- Set problem 1
According to the calibration diagrams thread, what should be placed in the loop from the soundcard line-out to the soundcard line-in during calibration?
- Set problem 2
Write the next reply in the calibration diagrams thread, following the last post.

# Calibration diagrams



## Guest (Dec 28, 2007)

After many hours in the past few days and today, I am totaly confused. Reading posts and switching back and forth from one post to another I'm lost. Somewhere I saw a diagram on hooking the items up to do a soundcard calibration with the 802 in the mix. Can somebody please direct me to it. Thanks Tom:scratchhead:


----------



## brucek (Apr 11, 2006)

You simply want to include the 802 in the loop from the soundcard line-out to the soundcard line-in when you do the calibration. When you save the soundcard cal file, the response anomolies will be in there, along with the soundcards response anaomolies.

That way, the response of the mixer is compensated for and won't effect the measurements.

- Records

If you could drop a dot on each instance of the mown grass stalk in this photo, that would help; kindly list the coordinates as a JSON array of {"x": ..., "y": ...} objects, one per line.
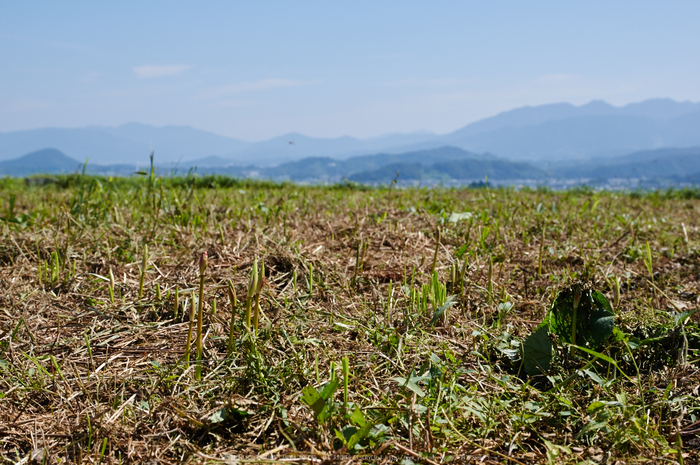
[
  {"x": 234, "y": 304},
  {"x": 144, "y": 263},
  {"x": 189, "y": 331},
  {"x": 200, "y": 312},
  {"x": 258, "y": 291},
  {"x": 252, "y": 287}
]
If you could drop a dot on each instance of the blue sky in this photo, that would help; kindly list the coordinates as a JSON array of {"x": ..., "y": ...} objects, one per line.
[{"x": 254, "y": 70}]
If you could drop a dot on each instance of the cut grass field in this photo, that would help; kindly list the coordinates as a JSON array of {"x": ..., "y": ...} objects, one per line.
[{"x": 340, "y": 324}]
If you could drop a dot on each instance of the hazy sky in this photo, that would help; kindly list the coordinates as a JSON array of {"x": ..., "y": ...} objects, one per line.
[{"x": 257, "y": 69}]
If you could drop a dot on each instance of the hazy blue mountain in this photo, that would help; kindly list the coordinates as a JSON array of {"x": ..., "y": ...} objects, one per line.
[
  {"x": 130, "y": 143},
  {"x": 549, "y": 133},
  {"x": 469, "y": 169},
  {"x": 661, "y": 163},
  {"x": 530, "y": 116},
  {"x": 46, "y": 161}
]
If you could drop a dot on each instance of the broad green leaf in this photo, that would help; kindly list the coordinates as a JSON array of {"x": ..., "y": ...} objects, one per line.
[
  {"x": 451, "y": 300},
  {"x": 537, "y": 352},
  {"x": 410, "y": 384},
  {"x": 457, "y": 217},
  {"x": 311, "y": 397},
  {"x": 329, "y": 389},
  {"x": 595, "y": 319},
  {"x": 219, "y": 416},
  {"x": 594, "y": 376},
  {"x": 358, "y": 417},
  {"x": 359, "y": 435},
  {"x": 681, "y": 318}
]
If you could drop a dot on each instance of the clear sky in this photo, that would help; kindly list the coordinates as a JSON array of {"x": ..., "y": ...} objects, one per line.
[{"x": 258, "y": 69}]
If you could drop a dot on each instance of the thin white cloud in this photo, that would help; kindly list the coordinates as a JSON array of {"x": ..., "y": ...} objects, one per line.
[
  {"x": 438, "y": 82},
  {"x": 251, "y": 86},
  {"x": 151, "y": 71}
]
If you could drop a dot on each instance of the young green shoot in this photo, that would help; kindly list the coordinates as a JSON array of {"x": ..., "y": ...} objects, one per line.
[
  {"x": 144, "y": 263},
  {"x": 252, "y": 287},
  {"x": 234, "y": 304},
  {"x": 258, "y": 291},
  {"x": 200, "y": 313}
]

- Exercise answer 1
The 802.

- Exercise answer 2
Here's a pic of my 802 with the two cables connected. The gray cable on the left comes from the soundcard line-out and the red cable on the right goes to the soundcard line-in. You have to play around a bit with the levels, but no big deal.








.

Make sense?

brucek


----------



## boone (Dec 27, 2008)

Bruce,

Do you still recommend including the ub802 in the soundcard calibration process?
Thanks.

Boone


----------



## brucek (Apr 11, 2006)

> Do you still recommend including the ub802 in the soundcard calibration process?


Yes, it's a one time measurement to create the file and you're done.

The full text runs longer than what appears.